_Tarea indicada 1_: Devuelve cada línea de las entradas que contenga la cadena "chair".

━━━━━ Texto proporcionado

Mario Szichman
“Toda la vida es una tentación
prolija”.
Libro de
Job, 7,1
Mi esposa, Laura Corbalán, que era una gran psicoanalista, además de voraz
lectora de novelas, solía decirme que los mejores narradores siempre poseen un
costado femenino. Balzac era uno de ellos. Y Proust, y Truman Capote –excepto
en el tramo final de su carrera.
Tolstoi era un machista feroz. Pero poseía un costado femenino. Nadie puede
concebir Ana Karenina, quizás la mejor protagonista de toda la narrativa
occidental, si ignora aquello que podría llamarse el corazón de la mujer.
Imagino, con cierta trepidación, la metamorfosis que hubiera sufrido Ana
Karenina en manos de buenos narradores latinoamericanos como Gabriel García
Márquez, Mario Vargas Llosa, o Juan Carlos Onetti.
El machismo suele ser siempre un pésimo consejero que se extiende, en
nuestra América a diversas manifestaciones culturales. Pienso por ejemplo en el
tango, en su falta total de costado femenino. Inclusive excelentes intérpretes
femeninas deben lidiar con la incómoda tarea de repudiar su sexo, cuando
repiten sus letras más celebradas.
Algunos críticos bautizaron al tango como “el llanto de un cornudo”. Y sus
versos, algunos magníficos, especialmente los creados por Enrique Santos
Discépolo, son, por lo general, un interminable sollozo denunciando a mujeres
traidoras. La única que se salva de tanto vapuleo es la progenitora, alias “la
santa madrecita”.
El problema es que muchos tangos están escritos en lunfardo, el calé que se
hablaba en los bajos fondos bonaerenses, y muy pocos pueden descifrar sus
vituperaciones.
Un ejemplo es Mi noche triste un
tango compuesto por Samuel Castriota con letra de otra gloria del tango,
Pascual Contursi. Carlos Gardel lanzó ese tango al estrellato. Encontré la
letra en un portal noticioso donde también se anuncia el programa de idiomas The Rosetta Stone. Y realmente, se
necesita un programa de ese tipo, dedicado al lunfardo, para entender el lagrimeo
modulado por la voz de Gardel.
Esta es la
primera estrofa:
Percanta que me
amuraste en lo mejor de mi vida,
Dejándome el
alma herida y espina en el corazón,
Sabiendo que te
quería, que vos eras mi alegría
Y mi sueño
abrasador,
Para mí ya no
hay consuelo y por eso me encurdelo,
Pa olvidarme de
tu amor.
No voy a mencionar los párrafos siguientes donde se alude al cotorro, al campaneo de un retrato, que causa en el hombre engañado “ganas de
llorar”, o a la famosa “catrera que se pone cabrera cuando no nos ve a los
dos”.

━━━━━━━━━━
━━━━━ Datos de origen

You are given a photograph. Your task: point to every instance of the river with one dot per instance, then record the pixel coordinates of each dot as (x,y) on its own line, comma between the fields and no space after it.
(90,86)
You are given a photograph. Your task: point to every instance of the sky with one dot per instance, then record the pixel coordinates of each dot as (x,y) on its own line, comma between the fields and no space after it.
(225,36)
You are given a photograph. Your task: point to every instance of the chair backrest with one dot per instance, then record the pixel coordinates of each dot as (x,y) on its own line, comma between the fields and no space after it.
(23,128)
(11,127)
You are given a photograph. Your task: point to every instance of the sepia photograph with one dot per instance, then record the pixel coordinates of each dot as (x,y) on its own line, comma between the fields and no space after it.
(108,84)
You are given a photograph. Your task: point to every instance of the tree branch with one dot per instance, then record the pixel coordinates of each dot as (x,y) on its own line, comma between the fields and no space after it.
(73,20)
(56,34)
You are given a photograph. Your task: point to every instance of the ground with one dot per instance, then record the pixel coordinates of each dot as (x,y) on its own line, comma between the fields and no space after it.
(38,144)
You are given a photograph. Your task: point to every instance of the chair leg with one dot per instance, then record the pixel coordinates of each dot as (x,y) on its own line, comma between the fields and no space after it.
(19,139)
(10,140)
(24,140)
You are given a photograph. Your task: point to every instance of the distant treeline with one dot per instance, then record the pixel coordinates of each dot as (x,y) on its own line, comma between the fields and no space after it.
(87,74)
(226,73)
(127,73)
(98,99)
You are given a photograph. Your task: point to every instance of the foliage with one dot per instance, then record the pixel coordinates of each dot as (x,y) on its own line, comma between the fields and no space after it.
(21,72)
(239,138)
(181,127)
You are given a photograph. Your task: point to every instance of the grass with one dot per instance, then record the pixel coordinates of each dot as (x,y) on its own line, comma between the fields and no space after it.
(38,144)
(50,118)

━━━━━━━━━━

_Tarea indicada 2_: Según el texto proporcionado, ¿quién compuso el tango Mi noche triste?

_Salida completa 1_:
You are given a photograph. Your task: point to every instance of the chair backrest with one dot per instance, then record the pixel coordinates of each dot as (x,y) on its own line, comma between the fields and no space after it.
You are given a photograph. Your task: point to every instance of the chair leg with one dot per instance, then record the pixel coordinates of each dot as (x,y) on its own line, comma between the fields and no space after it.

_Salida completa 2_: Samuel Castriota.